# YOUR OBJECTIVE:
In the passage on Amazon's stock below, by how much did the most recent quarter's earnings per share exceed consensus?

1. Early 2026 Rally Highlights Undervaluation

After gaining just 5% in 2025—well behind the S&P 500’s 16% advance—Amazon’s shares jumped more than 6.7% in early 2026. That performance effectively eclipses last year’s total gain and underscores the disconnect between the stock’s price action and the company’s underlying fundamentals. Investor interest has reignited as market participants reassess Amazon’s long-term growth drivers across e-commerce, cloud and AI, suggesting the current valuation may not fully reflect the company’s momentum.

2. Earnings Momentum Builds on Recent Beats

Amazon has delivered a string of upside surprises on profitability. In its most recent quarter, earnings per share of $1.95 exceeded consensus by nearly 25%, marking a year-over-year increase of more than 36%. Earlier results also outperformed, with EPS up over 60% in Q1 and more than 33% in Q2. Consensus estimates for the current period match the prior quarter’s actual EPS, indicating conservative Wall Street forecasts and leaving room for another potential upside shock when results are released.

# DATASET ROWS:
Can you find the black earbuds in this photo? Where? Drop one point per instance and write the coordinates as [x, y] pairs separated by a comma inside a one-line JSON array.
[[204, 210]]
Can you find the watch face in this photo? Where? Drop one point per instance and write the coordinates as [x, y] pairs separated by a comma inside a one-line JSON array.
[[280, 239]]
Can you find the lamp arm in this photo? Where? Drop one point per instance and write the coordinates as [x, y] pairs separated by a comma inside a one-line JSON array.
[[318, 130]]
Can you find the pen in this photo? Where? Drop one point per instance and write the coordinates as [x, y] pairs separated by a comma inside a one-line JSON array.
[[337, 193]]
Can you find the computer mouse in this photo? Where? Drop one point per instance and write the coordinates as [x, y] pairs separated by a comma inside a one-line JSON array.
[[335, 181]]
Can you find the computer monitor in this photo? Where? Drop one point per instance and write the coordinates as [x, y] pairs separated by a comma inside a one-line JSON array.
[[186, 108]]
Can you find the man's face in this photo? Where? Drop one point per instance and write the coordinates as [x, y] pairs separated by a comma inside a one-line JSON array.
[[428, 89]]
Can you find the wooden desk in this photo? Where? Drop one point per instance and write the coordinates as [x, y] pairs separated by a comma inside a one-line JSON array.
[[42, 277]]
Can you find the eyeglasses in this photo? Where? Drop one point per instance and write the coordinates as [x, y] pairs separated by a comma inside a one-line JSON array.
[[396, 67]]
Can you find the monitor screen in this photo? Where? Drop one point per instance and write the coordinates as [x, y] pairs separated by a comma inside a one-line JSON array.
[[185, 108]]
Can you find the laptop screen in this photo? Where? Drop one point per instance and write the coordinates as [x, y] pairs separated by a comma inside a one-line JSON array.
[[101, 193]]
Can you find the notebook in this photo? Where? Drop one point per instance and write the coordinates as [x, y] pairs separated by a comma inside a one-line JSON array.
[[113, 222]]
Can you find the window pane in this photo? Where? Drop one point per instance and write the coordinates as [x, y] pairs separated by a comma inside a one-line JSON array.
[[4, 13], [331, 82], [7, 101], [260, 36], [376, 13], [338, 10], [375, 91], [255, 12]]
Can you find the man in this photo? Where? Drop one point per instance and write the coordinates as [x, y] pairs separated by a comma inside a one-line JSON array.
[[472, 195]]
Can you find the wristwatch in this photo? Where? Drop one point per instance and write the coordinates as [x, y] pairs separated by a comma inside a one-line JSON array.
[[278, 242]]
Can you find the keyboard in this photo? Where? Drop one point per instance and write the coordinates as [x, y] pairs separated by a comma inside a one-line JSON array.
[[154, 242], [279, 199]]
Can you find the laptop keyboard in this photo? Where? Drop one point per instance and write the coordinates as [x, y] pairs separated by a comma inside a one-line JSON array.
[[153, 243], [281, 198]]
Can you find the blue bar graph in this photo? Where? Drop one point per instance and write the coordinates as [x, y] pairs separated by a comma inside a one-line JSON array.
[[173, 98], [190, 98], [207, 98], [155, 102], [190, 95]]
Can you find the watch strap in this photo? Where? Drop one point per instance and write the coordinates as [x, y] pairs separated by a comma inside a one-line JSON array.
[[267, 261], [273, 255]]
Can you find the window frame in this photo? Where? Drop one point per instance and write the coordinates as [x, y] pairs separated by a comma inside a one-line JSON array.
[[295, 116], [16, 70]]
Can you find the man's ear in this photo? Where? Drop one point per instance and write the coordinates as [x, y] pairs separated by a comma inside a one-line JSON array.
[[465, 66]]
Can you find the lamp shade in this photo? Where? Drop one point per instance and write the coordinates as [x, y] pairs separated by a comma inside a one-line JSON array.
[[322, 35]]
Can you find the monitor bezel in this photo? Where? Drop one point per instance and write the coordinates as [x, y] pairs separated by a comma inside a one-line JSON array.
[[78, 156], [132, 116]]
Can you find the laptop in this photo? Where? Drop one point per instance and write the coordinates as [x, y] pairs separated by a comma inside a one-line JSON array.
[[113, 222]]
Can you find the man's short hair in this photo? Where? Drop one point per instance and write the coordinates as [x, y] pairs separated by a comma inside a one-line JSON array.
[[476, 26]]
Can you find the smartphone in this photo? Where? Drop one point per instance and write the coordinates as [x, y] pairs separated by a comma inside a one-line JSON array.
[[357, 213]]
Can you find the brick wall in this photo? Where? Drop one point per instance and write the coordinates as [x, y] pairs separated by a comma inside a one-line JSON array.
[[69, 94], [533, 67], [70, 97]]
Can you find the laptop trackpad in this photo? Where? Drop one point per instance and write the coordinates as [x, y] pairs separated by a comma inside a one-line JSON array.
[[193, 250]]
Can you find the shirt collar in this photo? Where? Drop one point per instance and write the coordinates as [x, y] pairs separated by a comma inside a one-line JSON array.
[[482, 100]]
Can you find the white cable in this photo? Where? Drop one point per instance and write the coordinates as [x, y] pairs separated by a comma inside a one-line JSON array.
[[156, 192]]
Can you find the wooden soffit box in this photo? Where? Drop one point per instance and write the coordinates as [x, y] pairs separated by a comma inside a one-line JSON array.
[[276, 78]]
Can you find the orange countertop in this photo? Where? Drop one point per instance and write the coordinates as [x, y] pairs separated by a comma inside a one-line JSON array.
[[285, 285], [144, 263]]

# PROBLEM SOLUTION:
By nearly 25%.